EXERCISE TASK: Convert the lines starting at the one containing "the tree, that" and ending at the one containing "177L173 180L173 187L183" into a JSON list of strings, one string per line, with blank lines omitted.

___ RECORDS TO PROCESS

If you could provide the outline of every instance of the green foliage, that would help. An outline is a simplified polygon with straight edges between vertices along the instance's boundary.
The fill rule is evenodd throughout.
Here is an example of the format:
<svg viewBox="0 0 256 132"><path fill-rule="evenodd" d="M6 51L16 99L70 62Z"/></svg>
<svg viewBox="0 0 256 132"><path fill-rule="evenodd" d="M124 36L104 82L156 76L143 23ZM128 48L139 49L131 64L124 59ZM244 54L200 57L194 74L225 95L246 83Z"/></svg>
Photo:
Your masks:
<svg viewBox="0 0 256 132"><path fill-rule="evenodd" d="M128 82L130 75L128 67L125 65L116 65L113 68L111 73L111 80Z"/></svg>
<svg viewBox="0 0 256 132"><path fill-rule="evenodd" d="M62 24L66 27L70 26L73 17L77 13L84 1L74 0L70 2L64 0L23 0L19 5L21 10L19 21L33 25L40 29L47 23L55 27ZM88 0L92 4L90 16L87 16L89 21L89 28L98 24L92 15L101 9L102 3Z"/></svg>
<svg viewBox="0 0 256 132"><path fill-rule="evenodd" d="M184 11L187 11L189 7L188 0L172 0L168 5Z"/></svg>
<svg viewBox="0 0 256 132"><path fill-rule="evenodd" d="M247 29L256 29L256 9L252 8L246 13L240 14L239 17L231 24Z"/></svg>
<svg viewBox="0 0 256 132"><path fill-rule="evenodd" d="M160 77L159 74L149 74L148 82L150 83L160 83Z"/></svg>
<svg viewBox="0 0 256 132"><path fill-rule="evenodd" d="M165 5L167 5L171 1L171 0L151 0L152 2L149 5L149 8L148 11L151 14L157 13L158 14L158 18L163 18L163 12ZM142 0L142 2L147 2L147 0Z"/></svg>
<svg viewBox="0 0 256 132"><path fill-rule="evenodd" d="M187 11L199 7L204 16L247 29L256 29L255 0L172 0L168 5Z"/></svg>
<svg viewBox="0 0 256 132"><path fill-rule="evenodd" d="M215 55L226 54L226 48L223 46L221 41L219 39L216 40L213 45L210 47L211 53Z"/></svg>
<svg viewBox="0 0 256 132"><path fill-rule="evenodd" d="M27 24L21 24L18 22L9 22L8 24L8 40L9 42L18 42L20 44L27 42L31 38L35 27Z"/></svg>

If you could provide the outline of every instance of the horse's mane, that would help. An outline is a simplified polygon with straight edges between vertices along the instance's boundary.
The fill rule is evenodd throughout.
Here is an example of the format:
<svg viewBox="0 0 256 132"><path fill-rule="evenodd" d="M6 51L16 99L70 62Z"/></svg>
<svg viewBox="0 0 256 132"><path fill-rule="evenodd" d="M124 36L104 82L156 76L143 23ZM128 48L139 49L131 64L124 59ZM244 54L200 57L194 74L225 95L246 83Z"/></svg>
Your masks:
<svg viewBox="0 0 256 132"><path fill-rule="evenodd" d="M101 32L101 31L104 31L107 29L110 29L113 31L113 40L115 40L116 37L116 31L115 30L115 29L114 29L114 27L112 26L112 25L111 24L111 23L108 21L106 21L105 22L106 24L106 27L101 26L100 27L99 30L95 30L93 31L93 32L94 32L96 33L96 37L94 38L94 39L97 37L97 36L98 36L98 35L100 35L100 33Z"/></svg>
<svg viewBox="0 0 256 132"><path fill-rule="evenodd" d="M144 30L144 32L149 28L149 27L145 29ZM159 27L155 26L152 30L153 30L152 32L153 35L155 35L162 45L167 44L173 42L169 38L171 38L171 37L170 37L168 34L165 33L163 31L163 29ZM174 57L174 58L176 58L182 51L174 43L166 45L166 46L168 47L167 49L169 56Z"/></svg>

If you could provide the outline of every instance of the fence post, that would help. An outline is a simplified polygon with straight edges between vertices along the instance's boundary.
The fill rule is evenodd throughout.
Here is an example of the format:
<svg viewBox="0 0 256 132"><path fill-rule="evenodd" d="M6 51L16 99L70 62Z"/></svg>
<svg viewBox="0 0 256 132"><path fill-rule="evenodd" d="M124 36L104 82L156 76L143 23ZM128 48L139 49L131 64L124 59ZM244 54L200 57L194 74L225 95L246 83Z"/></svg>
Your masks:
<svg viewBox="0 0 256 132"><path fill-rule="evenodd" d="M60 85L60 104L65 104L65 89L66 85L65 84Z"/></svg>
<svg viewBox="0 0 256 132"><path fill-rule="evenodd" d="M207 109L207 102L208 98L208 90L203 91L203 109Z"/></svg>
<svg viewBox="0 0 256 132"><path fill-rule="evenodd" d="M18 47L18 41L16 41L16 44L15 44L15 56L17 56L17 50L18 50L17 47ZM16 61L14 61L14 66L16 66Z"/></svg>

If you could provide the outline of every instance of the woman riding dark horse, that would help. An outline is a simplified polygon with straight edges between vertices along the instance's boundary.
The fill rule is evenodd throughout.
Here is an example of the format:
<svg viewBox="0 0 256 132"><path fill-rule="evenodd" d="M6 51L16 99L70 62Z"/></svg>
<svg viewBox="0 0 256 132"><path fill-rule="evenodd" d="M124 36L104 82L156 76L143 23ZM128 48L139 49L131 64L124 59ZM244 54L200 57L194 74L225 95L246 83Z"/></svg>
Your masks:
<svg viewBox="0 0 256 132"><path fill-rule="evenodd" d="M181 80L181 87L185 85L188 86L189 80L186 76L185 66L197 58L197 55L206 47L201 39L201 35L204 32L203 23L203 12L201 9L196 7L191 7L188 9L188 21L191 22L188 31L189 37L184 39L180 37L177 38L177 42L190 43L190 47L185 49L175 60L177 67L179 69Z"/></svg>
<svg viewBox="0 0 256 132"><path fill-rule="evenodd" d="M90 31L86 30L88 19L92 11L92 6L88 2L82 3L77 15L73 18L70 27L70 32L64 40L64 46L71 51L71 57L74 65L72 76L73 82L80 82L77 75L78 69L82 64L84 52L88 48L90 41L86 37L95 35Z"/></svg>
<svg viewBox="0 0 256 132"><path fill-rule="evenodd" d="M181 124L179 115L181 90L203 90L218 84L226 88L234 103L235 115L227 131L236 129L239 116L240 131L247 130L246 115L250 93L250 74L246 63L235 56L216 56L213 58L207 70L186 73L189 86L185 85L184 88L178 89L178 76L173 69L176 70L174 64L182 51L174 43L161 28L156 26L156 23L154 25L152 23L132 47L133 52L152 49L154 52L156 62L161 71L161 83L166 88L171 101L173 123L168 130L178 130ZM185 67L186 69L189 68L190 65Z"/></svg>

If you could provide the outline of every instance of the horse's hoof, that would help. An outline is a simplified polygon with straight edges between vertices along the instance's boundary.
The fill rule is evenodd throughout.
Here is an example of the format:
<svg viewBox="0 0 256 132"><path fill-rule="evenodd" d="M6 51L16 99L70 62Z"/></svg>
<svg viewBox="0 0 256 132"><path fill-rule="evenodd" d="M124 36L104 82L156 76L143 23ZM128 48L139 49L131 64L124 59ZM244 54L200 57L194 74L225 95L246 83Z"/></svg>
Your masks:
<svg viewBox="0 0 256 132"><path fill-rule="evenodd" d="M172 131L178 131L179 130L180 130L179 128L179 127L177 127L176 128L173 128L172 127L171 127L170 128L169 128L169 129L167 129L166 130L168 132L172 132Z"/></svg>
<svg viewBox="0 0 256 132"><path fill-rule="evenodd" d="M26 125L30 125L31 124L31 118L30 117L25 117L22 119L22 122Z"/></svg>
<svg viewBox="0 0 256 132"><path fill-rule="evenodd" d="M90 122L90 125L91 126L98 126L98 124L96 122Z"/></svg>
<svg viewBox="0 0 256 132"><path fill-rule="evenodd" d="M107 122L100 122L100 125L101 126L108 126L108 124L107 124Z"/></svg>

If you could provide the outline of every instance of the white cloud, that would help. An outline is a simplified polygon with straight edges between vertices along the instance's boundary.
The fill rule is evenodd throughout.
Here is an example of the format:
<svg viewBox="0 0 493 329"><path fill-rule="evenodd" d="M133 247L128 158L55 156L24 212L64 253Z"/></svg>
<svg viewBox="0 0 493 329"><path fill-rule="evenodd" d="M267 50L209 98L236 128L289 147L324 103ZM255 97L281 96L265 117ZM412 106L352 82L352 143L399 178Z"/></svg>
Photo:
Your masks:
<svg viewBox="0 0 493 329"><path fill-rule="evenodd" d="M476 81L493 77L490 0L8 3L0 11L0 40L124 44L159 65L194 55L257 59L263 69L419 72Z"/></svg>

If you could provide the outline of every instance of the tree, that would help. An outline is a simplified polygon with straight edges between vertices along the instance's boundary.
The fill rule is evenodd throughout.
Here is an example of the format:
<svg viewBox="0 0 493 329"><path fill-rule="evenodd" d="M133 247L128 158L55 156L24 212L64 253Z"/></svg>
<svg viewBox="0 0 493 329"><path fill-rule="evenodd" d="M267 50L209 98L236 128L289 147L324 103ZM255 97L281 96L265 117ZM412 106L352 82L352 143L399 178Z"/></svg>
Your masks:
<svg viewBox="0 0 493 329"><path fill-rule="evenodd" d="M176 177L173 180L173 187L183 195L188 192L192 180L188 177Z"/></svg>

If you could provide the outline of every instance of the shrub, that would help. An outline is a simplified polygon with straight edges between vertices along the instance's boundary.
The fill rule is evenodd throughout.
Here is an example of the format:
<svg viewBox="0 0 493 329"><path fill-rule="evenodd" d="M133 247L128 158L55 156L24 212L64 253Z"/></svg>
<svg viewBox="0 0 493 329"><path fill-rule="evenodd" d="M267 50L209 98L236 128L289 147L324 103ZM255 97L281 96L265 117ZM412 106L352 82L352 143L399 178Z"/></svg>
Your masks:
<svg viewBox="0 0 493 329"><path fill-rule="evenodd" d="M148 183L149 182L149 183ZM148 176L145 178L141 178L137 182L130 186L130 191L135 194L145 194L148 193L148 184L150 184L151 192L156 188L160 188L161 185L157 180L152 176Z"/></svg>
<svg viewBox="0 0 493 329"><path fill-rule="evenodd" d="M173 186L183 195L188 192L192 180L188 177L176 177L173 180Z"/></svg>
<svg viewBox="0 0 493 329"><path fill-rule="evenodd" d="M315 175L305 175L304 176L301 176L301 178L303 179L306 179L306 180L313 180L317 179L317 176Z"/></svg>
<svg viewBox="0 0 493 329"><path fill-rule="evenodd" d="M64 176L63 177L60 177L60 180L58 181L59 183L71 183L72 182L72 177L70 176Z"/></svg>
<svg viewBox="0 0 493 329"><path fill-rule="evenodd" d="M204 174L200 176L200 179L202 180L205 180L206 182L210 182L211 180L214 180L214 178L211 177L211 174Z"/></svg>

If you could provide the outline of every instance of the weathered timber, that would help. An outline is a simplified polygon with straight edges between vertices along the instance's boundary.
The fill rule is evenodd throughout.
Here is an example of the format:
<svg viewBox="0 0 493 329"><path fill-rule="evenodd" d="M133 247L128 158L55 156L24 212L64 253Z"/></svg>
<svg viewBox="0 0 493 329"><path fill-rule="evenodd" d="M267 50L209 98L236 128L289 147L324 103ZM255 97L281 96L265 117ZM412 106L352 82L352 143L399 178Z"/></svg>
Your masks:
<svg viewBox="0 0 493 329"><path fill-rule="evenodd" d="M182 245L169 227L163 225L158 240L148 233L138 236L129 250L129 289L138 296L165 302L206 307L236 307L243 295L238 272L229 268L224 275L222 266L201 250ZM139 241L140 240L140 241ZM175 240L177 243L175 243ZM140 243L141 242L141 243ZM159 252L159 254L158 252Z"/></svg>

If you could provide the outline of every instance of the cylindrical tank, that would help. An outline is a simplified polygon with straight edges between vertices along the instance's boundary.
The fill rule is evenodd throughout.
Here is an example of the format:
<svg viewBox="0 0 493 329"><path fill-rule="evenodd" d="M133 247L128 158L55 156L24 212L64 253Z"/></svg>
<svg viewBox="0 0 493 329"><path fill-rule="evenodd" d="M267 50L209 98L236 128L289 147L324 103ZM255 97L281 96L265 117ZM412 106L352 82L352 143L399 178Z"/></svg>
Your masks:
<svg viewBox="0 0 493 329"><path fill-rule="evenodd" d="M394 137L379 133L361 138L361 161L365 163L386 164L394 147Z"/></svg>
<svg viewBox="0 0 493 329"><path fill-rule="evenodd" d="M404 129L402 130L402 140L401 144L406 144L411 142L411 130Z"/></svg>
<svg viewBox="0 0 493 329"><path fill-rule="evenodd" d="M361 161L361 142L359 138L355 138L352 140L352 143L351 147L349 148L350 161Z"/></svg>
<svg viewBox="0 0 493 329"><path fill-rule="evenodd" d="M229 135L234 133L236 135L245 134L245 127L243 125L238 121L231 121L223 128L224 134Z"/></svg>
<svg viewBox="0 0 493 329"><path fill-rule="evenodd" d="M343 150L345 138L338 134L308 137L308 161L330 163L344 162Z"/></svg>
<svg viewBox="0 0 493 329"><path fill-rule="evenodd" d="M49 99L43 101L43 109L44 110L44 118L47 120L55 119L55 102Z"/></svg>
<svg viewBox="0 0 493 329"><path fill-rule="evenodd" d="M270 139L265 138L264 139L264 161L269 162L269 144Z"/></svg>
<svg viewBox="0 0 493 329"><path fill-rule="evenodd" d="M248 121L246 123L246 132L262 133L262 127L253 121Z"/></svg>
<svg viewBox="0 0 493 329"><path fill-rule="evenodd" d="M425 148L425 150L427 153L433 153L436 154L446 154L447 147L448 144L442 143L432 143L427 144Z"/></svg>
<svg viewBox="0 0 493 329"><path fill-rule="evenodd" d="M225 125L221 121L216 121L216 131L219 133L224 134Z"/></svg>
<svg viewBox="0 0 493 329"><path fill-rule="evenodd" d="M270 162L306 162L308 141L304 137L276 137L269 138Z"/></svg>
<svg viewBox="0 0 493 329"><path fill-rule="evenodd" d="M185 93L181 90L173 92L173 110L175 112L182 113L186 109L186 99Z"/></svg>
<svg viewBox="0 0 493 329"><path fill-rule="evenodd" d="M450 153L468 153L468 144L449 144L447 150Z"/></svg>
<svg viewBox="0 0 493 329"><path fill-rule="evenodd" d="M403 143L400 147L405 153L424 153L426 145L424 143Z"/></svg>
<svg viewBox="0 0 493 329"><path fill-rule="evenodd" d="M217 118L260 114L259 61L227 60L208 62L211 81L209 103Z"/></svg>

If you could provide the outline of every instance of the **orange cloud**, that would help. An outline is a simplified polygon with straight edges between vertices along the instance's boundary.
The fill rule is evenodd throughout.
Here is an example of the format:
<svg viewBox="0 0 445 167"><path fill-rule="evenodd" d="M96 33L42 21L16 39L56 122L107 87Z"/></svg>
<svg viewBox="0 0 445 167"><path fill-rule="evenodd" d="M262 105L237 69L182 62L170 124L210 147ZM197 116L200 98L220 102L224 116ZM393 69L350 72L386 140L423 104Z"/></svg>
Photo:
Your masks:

______

PROBLEM SOLUTION:
[
  "If you could provide the outline of every instance of the tree, that would help. An outline is a simplified polygon with straight edges between vertices along the instance's boundary.",
  "The fill rule is evenodd throughout.",
  "Here is an example of the format:",
  "<svg viewBox=\"0 0 493 329\"><path fill-rule=\"evenodd\" d=\"M133 247L128 158L55 156L24 212L64 253Z\"/></svg>",
  "<svg viewBox=\"0 0 493 329\"><path fill-rule=\"evenodd\" d=\"M267 50L209 98L236 128L289 147L324 103ZM255 97L281 96L265 117ZM412 106L352 82L352 143L399 178Z\"/></svg>",
  "Your masks:",
  "<svg viewBox=\"0 0 493 329\"><path fill-rule=\"evenodd\" d=\"M176 177L173 180L173 187L183 195L188 192L192 180L188 177Z\"/></svg>"
]